Exercises to complete:
A - In the excerpt below on Colorado employment and the oil and natural gas industry, why does the oil and natural gas sector account for a larger share of state personal income and State GDP than of employment? Answer in one to three sentences.
B - Continue the excerpt below on Colorado employment and the oil and natural gas industry, starting after its final sentence.

Excerpt:
* * * *

Figure 7: Employment by Industry, Percent of Total, Colorado 2010
Looking at changes in employment by industry in Colorado from 2001‐2010, government saw the largest increase with 63,454 net new jobs; health care added 61,223; finance and insurance added 50,970; professional, scientific, and technical services 41,969; real estate 37,091; and mining 22,607.11
In 2010, the oil and natural gas sector contributed to one percent of total state personal income12 and 2.3 percent of total state gross domestic product (State GDP), the latest year for which data are available.13 The relatively larger share of personal income and State GDP as compared to employment reflects higher average wages in the energy industry.
Figure 8: Employment, Personal Income, and Gross Domestic Product Percent of State Total for the Oil and Natural Gas Industry in Colorado, 1990‐2010
Trends in employment, personal income, and State GDP show continued volatility in the industry. The mining sector lost jobs in absolute terms at the fastest rate of any industry except construction from 2008 to 2009. With natural gas prices continuing to fall and drilling activity still on the decline, it is unlikely that oil and natural gas extraction can lead Colorado’s economic recovery.

* * * *

Collected material:

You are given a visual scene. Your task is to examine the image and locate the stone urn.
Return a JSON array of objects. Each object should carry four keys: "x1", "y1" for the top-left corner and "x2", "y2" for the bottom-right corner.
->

* * * *

Expected answers:
A - The text says the oil and natural gas sector's larger share of personal income and State GDP, compared with its share of employment, reflects higher average wages in the energy industry.

B -
Figure 9: Percent Change in Employment by Industry, Colorado 2008‐200914
While Colorado’s fossil fuel energy production has rebounded somewhat since the recession, a number of studies have found that the state’s renewable energy economy represents a bright spot of economic opportunity, and the growth of Colorado’s renewable energy sector has outpaced that of all other Rocky Mountain States.15 Overall, “green jobs,” of which renewable energy is an important part, accounted for 2.2 percent of all employment according to the Brookings Institute (about 51,000 jobs), meaning this sector is also relatively small, but complements the state’s energy portfolio.16
The state’s leading position in renewable energy did not happen by accident. Colorado’s research and development expertise and its strategy of targeted public policy and strong support for business has made it a competitive center of clean tech innovation that leads the region in almost every indicator, including capturing the most clean energy‐related jobs, venture capital, and public funding.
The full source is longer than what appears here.